Parts of the exercise:
[1] Please summarize the dual space notes in two sentences.
[2] Carry the dual space notes forward from the last sentence shown.

12.3 The dual space

Definition

Dual space

A linear functional on \(\mathbb{F}\)-vector space \(V\) is an \(f\in L(V,\mathbb{F})\). The dual space of \(V\) is \(V^{*}=L\left(V,\mathbb{F}\right)\) (from vector to field)

\(f\) is a linear map from \(V\) to \(F\)

Remark

\(\dim V^*=\dim V\)

Example

1. \(f:\R^2 \rightarrow \R,f(x,y)=x-2y\)​

2. \(tr:M_{n\times n}\left(\mathbb{C}\right)\rightarrow\mathbb{C},A\mapsto tr\left(A\right)\)​

3. \(\pi_{i}:\mathbb{F}^{n}\rightarrow\mathbb{F},\left(x_1,x_2,\ldots,x_{n}\right)\mapsto x_{i}\)​

4. \(ev:\mathbb{R}_{n}[x]\rightarrow\mathbb{R},p\left(x\right)\mapsto p\left(1\right)\)​

Dual basis

Given \(v_1,...,v_n\) a basis of \(V\), the dual basis of it is \(\varphi_1,\ldots,\varphi_{n}\), \(\varphi_{i}\in V^{*}\) defined by \(\varphi_{i}\left(v_{j}\right)=\delta_{ij}=\begin{cases}1,i=j\\ 0,i\neq j\end{cases}\)

That is \(\varphi_{i}\) is a part(basis) of linear functional (\(\varphi:V\rightarrow F\))

We don't know what exact the \(\varphi_i\) is, but we have the property to know how this basis act on the basis of \(V\)

And \(\varphi=\sum_{j=1}^{n}a_{j}\varphi_{i}\in V^{*}\)

Lemma

The dual basis \(\varphi_1,...,\varphi_n\) of \(v_1,...,v_n\) is a basis of \(V^*\)

Proof

Since the length of dual basis is \(n\) same with the basis of \(V^*\), then we only need to prove dual basis is linearly independent.

Stored data entries
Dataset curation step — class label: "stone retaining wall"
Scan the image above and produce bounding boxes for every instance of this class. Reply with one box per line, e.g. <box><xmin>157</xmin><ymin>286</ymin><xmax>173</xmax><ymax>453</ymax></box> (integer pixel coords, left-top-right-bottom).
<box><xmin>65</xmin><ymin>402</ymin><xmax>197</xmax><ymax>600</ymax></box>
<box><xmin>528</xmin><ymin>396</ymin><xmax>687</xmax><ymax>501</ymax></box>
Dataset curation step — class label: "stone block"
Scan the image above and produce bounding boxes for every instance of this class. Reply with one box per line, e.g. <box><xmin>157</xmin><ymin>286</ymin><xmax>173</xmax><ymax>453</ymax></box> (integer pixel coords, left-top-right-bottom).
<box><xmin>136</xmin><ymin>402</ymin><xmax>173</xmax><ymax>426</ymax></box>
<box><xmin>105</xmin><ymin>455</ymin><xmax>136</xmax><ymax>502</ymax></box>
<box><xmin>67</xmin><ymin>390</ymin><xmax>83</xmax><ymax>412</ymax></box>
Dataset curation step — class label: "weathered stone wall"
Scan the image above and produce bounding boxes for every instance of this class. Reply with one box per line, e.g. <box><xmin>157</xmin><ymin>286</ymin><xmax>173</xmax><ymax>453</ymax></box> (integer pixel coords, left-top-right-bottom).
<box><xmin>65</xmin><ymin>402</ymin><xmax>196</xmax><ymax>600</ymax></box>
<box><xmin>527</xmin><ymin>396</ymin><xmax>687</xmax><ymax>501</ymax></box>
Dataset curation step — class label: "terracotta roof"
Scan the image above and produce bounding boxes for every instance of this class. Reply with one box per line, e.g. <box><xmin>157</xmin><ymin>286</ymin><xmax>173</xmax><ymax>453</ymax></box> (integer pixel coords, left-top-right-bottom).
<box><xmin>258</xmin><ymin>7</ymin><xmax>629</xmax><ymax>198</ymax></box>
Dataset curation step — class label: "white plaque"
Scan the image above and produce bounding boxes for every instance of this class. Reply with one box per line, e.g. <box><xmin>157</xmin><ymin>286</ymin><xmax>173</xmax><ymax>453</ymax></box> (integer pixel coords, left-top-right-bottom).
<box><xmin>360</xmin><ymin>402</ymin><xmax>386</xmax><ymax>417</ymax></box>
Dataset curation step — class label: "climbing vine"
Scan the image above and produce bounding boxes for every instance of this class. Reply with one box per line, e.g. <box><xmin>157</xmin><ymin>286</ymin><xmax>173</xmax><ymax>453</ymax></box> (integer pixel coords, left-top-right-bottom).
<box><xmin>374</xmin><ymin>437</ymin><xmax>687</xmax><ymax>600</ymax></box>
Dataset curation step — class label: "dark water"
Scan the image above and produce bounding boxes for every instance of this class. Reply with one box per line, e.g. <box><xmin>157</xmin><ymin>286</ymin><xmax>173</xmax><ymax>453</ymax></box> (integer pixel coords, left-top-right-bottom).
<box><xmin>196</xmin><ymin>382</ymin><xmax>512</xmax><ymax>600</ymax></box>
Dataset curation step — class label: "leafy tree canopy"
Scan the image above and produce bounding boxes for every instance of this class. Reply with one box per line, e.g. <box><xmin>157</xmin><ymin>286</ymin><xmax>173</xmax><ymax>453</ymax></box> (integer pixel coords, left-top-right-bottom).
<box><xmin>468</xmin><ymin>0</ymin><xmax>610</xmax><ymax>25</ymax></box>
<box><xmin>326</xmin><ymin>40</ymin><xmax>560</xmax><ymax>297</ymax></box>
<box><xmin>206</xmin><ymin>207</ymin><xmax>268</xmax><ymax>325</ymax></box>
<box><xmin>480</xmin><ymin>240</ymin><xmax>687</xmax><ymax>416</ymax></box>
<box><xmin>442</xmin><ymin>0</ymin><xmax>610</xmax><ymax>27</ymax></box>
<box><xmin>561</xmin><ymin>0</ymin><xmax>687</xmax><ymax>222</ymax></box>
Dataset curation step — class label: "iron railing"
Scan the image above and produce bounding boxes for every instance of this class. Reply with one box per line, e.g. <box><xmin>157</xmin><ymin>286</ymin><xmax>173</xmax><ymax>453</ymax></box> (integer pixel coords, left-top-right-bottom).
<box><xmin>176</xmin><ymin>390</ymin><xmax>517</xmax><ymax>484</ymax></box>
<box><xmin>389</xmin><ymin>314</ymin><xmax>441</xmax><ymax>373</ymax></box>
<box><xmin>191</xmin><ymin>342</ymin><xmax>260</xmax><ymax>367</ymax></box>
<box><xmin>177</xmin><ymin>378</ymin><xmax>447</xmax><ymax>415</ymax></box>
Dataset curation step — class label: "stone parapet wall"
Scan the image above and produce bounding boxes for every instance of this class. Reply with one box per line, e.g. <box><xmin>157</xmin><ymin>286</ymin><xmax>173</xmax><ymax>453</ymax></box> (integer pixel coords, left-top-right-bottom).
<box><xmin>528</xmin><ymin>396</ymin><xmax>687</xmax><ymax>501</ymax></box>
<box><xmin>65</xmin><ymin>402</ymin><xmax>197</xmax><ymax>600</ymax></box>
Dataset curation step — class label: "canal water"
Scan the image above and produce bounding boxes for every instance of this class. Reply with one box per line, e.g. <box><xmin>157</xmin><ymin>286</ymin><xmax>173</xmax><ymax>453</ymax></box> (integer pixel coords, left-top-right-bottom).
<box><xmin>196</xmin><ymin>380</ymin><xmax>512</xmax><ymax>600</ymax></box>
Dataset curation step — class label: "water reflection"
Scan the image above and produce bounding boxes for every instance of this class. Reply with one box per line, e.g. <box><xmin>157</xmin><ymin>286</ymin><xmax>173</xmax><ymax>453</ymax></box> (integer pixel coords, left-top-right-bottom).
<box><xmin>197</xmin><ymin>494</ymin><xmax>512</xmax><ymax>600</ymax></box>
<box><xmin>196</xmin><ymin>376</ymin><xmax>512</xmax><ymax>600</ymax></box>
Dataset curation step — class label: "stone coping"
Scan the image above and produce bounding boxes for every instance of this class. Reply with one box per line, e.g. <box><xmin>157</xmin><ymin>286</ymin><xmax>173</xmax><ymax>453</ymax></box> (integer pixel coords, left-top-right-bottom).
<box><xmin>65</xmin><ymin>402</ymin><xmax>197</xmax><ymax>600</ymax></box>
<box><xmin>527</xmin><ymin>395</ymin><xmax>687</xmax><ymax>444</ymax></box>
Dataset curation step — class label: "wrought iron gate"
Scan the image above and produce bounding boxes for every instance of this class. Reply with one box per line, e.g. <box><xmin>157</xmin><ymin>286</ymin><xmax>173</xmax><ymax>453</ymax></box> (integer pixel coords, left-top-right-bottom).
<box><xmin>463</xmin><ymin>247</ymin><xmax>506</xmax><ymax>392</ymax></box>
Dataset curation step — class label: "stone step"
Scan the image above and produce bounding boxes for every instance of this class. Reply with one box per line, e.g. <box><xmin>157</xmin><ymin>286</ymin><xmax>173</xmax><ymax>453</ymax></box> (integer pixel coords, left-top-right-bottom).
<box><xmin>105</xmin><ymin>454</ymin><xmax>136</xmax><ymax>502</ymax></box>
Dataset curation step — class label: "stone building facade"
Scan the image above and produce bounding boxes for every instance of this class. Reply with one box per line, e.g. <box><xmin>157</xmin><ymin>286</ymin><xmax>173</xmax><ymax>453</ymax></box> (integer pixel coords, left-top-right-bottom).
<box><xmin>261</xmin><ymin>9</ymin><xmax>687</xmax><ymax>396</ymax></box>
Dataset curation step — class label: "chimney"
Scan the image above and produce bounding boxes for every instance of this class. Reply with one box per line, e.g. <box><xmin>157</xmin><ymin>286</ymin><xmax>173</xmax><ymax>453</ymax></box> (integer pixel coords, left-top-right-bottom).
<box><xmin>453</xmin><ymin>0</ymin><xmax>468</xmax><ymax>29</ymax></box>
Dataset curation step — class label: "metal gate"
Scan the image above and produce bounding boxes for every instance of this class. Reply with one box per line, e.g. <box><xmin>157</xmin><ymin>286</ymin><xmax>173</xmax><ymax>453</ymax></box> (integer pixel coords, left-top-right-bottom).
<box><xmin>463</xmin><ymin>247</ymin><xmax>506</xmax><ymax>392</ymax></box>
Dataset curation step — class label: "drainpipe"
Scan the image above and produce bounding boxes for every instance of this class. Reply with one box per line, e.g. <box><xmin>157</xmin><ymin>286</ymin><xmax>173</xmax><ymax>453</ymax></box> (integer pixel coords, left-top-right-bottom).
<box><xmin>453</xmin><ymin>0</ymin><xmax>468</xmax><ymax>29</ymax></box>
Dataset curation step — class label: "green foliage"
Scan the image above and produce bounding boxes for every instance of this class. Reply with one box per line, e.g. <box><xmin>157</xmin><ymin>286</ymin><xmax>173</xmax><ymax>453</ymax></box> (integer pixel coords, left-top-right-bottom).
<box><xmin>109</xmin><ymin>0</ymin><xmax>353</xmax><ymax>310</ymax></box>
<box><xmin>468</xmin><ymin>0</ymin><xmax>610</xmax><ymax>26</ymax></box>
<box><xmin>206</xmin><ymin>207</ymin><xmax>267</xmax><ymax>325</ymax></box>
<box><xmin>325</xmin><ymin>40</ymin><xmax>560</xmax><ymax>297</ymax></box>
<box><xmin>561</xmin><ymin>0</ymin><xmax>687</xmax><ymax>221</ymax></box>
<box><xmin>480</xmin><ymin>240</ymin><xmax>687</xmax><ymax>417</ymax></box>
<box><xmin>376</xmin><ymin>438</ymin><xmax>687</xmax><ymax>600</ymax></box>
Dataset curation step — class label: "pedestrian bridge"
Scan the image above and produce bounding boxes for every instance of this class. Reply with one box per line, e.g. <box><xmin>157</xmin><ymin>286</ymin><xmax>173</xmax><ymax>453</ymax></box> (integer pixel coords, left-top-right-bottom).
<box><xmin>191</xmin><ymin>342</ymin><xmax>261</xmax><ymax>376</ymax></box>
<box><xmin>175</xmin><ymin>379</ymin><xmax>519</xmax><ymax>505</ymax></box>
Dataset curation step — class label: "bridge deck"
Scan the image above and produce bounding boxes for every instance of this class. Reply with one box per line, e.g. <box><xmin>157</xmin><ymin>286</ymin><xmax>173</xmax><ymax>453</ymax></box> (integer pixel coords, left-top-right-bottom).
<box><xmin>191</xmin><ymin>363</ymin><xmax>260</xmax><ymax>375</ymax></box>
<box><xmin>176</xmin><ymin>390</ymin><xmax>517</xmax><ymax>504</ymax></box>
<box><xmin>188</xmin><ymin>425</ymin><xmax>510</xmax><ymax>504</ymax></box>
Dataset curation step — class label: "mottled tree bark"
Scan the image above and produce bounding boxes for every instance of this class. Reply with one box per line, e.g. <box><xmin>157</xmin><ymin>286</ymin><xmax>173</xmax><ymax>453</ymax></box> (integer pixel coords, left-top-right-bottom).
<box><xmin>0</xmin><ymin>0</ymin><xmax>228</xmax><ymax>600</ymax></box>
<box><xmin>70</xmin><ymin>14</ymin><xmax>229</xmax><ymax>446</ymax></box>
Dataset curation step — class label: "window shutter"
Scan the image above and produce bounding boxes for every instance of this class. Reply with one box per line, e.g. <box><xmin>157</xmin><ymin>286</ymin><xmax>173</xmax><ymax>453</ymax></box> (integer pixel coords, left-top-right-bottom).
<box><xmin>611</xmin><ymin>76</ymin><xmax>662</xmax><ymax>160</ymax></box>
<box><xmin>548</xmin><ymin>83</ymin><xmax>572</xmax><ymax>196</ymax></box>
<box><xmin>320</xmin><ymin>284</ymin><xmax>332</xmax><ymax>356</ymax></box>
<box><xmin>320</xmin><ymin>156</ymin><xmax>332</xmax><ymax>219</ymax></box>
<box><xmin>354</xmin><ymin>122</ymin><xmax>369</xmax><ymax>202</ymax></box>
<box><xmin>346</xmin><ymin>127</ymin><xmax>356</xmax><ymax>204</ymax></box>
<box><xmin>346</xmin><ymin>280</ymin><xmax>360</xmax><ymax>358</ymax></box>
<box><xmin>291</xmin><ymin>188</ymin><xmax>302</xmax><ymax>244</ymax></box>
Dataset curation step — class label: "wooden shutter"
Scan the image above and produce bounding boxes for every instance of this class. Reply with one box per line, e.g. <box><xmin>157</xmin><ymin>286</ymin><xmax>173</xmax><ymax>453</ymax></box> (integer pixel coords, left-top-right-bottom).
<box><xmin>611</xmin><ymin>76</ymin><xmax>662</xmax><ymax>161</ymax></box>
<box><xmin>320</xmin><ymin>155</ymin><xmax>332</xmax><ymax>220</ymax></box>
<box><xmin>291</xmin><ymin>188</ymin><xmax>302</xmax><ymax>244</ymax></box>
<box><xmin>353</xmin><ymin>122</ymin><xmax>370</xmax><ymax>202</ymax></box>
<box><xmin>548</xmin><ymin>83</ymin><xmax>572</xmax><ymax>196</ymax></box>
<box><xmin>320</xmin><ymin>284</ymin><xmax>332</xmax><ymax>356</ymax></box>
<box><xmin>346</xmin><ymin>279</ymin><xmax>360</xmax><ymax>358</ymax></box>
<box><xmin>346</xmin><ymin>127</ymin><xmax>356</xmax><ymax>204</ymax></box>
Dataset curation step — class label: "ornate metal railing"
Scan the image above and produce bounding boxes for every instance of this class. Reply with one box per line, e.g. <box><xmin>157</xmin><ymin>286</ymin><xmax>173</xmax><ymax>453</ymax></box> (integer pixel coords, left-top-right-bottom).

Task results:
[1] The notes define a linear functional on an F-vector space V as an element of L(V, F) and the dual space V* as L(V, F), note that dim V* = dim V, and give examples such as the trace on complex n×n matrices and evaluation of a polynomial at 1. Given a basis v_1, …, v_n of V, the dual basis φ_1, …, φ_n is defined by φ_i(v_j) = δ_ij, and a lemma states that this dual basis is a basis of V*.

[2]
Consider \(\lambda_1\varphi_1+\cdots+\lambda_{n}\varphi_{n}=0\) and \(v=a_1v_1+\cdots+a_{n}v_{n}\)

Then we evaluate \(\left(\lambda_1\varphi_1+\cdots+\lambda_{n}\varphi_{n}\right)\left(v_{i}\right)=0=\lambda_{i}\), then we have \(\lambda_1=...=\lambda_n=0\)​

Hence \(\varphi_1,...,\varphi_n\) is linearly independent

Example

1. \(f:\mathbb{R}^3\rightarrow\mathbb{R},\left(x,y,z\right)\mapsto x+y+z\). If \(\varphi_1,\varphi_2,\varphi_3\) is the dual basis of \(e_1,e_2,e_3\), then how \(\varphi_1,\varphi_2,\varphi_3\) compose \(f\)?

   \(f=a\varphi_1+b\varphi_2+c\varphi_3\), note: we have the property to evaluate, then \(f\left(x,y,z\right)=a\varphi_1\left(x,y,z\right)+b\varphi_2\left(x,y,z\right)+c\varphi_3\left(x,y,z\right)\)

   \(=a\varphi_1\left(xe_1+ye_2+ze_3\right)+b\varphi_1\left(xe_1+ye_2+ze_3\right)+c\varphi_1\left(xe_1+ye_2+ze_3\right)=ax+by+cz\)​

   Also \(f(x,y,z)=x+y+z\) by defined, then \(f=\varphi_1+\varphi_2+\varphi_3\)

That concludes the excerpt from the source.